Consigne 1:
Restituez mot pour mot le passage de l'extrait en commençant à « La rhétorique du » et en terminant à « famille de Frankcom. ».

Extrait:
++++++++
Australie : le gouvernement tente cyniquement de limiter les dégâts à propos de l’assassinat par Israël d’une travailleuse humanitaire australienne

En Australie, comme dans le reste du monde, l’assassinat de sang-froid par Israël de sept travailleurs humanitaires de la World Central Kitchen (WCK) à Gaza a encore enflammé l’opposition aux crimes de guerre du régime sioniste. Outre trois ressortissants britanniques, un Polonais et un Palestinien, figurait encore parmi les victimes de la frappe aérienne une Australienne, Lalzawmi «Zomi» Frankcom.

Lalzawmi «Zomi» Frankcom [Photo: Zomi Frankcom]

Lorsque des images ont été diffusées pour la première fois sur les réseaux sociaux mardi matin, heure australienne, montrant le passeport ensanglanté et le corps sans vie de Frankcom, ainsi que ceux des autres victimes, elles ont suscité un choc et une colère considérables.

La réaction du gouvernement travailliste australien, elle, a été très différente. L’exécutif s’est engagé dans la voie la plus cynique et la plus hypocrite qui soit. Son objectif était clairement d’apaiser l’hostilité populaire, sans dévier en quoi que ce soit de son soutien au régime israélien et à son opération de nettoyage ethnique à Gaza.

La rhétorique du gouvernement a évolué. Après s’être dits vaguement «préoccupés» par le meurtre de Frankcom, les travaillistes ont depuis décidé qu’en fait ils étaient «en colère».

La réaction initiale du Premier ministre Anthony Albanese a été dédaigneuse, à la limite du mépris. Interrogé sur les premières informations concernant la mort de Frankcom lors d’une interview à la radio mardi matin, Albanese a répondu que le ministère des Affaires étrangères et du Commerce (DFAT) «enquêtait» et qu’il était «très préoccupé par les pertes de vies humaines qui se produisent à Gaza».

Albanese n’a pas abordé directement le fait qu’un proche allié de son gouvernement, Israël, avait assassiné une citoyenne australienne. Il n’a pas non plus pris la peine de présenter ses condoléances à la famille de Frankcom.

Interrogé par le présentateur de l’Australian Broadcasting Corporation (ABC) sur une question complémentaire, Albanese a répondu: «Je viens de vous dire que le ministère des Affaires étrangères et du Commerce cherche à approfondir l’enquête, et j’ai été informé que c’est ce qu’ils font». L’impression transmise était que la mort de Frankcom n’était pour le gouvernement qu’un désagrément.

Le DFAT a publié une déclaration anodine dans la matinée, décrivant la mort de Frankcom comme «affligeante».
++++++++
Données fournies:
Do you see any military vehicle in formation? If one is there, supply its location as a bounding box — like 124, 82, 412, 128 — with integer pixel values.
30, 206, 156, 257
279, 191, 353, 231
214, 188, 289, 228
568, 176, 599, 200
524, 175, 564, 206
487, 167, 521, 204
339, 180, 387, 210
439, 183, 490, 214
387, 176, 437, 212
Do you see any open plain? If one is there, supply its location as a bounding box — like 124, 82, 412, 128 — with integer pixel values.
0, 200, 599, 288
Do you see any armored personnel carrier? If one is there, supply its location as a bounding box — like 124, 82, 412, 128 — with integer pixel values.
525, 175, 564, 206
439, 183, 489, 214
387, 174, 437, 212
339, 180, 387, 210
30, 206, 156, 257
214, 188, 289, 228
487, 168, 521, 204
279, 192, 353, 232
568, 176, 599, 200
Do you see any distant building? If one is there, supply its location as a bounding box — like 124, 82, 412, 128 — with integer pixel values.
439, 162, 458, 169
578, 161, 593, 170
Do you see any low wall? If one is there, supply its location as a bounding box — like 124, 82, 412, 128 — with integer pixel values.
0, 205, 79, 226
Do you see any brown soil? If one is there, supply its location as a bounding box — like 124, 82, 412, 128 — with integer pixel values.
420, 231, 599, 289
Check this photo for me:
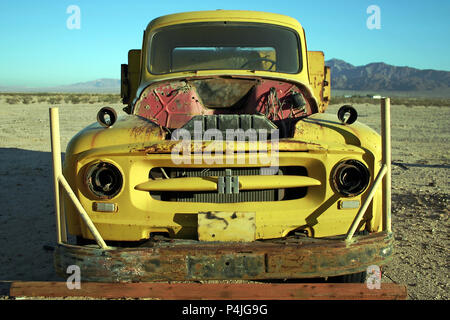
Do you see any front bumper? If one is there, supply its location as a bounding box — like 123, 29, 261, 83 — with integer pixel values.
55, 232, 393, 282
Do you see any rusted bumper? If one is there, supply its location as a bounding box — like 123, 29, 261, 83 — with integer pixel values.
55, 232, 393, 282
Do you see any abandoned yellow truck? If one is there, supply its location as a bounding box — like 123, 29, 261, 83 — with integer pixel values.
51, 10, 392, 282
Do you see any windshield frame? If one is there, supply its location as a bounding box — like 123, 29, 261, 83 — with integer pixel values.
145, 21, 304, 76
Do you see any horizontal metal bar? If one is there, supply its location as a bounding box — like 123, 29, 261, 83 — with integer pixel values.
10, 282, 407, 300
135, 175, 321, 191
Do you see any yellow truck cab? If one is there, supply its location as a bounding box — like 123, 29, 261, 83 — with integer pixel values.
55, 10, 392, 281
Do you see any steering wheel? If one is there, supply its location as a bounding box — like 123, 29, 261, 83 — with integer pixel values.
240, 58, 277, 70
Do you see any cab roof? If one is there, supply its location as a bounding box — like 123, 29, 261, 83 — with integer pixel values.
146, 10, 302, 32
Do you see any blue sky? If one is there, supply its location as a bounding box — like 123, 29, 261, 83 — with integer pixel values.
0, 0, 450, 87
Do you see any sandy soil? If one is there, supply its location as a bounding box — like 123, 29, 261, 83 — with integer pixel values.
0, 101, 450, 300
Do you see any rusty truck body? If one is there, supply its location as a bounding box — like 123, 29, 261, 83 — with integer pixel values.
53, 10, 392, 281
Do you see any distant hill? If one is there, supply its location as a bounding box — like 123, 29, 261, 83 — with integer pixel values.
0, 59, 450, 97
325, 59, 450, 93
0, 78, 120, 93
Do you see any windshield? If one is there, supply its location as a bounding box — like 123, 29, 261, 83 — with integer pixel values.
149, 22, 301, 74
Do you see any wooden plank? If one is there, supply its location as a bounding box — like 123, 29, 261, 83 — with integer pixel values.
10, 282, 407, 300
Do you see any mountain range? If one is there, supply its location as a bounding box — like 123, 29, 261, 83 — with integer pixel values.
325, 59, 450, 92
0, 59, 450, 97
++++++++
Consigne 2:
Transcrivez fidèlement la liste ci-dessus en commençant à sa première ligne et en terminant à la ligne qui contient « 0, 205, 79, 226 », incluse.

Réponse 1:
La rhétorique du gouvernement a évolué. Après s’être dits vaguement «préoccupés» par le meurtre de Frankcom, les travaillistes ont depuis décidé qu’en fait ils étaient «en colère».

La réaction initiale du Premier ministre Anthony Albanese a été dédaigneuse, à la limite du mépris. Interrogé sur les premières informations concernant la mort de Frankcom lors d’une interview à la radio mardi matin, Albanese a répondu que le ministère des Affaires étrangères et du Commerce (DFAT) «enquêtait» et qu’il était «très préoccupé par les pertes de vies humaines qui se produisent à Gaza».

Albanese n’a pas abordé directement le fait qu’un proche allié de son gouvernement, Israël, avait assassiné une citoyenne australienne. Il n’a pas non plus pris la peine de présenter ses condoléances à la famille de Frankcom.

Réponse 2:
Do you see any military vehicle in formation? If one is there, supply its location as a bounding box — like 124, 82, 412, 128 — with integer pixel values.
30, 206, 156, 257
279, 191, 353, 231
214, 188, 289, 228
568, 176, 599, 200
524, 175, 564, 206
487, 167, 521, 204
339, 180, 387, 210
439, 183, 490, 214
387, 176, 437, 212
Do you see any open plain? If one is there, supply its location as a bounding box — like 124, 82, 412, 128 — with integer pixel values.
0, 200, 599, 288
Do you see any armored personnel carrier? If one is there, supply its location as a bounding box — like 124, 82, 412, 128 — with integer pixel values.
525, 175, 564, 206
439, 183, 489, 214
387, 174, 437, 212
339, 180, 387, 210
30, 206, 156, 257
214, 188, 289, 228
487, 168, 521, 204
279, 192, 353, 232
568, 176, 599, 200
Do you see any distant building? If one is there, supply its location as a bounding box — like 124, 82, 412, 128 — with integer pixel values.
439, 162, 458, 169
578, 161, 593, 170
Do you see any low wall? If one is there, supply its location as a bounding box — like 124, 82, 412, 128 — with integer pixel values.
0, 205, 79, 226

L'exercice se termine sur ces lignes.